#### [Goal]
Show every line of the records that contains the word "leaf", copying each line in full. Case counts.

::::::

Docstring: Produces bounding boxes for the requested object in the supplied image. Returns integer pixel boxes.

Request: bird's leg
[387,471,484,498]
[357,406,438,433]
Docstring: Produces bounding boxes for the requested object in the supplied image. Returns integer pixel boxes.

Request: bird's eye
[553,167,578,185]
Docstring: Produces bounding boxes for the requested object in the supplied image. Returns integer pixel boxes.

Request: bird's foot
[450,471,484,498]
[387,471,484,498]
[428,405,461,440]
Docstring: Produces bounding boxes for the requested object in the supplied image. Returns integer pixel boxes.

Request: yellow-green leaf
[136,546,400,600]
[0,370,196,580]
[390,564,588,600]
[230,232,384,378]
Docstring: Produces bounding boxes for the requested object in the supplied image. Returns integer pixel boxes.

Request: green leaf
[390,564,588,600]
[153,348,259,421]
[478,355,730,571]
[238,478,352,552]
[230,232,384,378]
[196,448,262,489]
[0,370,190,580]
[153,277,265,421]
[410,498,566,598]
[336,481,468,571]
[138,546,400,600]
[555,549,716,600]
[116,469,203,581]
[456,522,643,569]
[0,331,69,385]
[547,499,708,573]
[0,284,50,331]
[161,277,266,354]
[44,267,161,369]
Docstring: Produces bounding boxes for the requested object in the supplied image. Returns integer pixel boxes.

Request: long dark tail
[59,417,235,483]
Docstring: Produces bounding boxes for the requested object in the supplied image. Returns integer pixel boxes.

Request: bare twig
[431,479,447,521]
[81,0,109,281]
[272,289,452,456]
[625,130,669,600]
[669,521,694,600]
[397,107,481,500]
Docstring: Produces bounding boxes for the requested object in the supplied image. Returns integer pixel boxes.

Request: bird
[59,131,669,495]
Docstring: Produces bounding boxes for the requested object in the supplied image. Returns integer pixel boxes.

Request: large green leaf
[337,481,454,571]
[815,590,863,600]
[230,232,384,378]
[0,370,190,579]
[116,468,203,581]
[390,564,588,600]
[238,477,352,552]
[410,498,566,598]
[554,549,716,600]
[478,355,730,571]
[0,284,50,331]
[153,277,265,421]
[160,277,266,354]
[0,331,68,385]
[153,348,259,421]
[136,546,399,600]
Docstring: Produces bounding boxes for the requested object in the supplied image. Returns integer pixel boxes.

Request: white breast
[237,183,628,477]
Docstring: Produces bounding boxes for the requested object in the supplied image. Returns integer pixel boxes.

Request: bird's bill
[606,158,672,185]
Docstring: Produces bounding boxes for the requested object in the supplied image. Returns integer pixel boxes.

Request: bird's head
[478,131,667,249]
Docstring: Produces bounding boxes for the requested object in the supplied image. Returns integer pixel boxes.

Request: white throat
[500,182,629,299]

::::::

#### [Task answer]
Request: yellow-green leaf
Request: green leaf
Request: large green leaf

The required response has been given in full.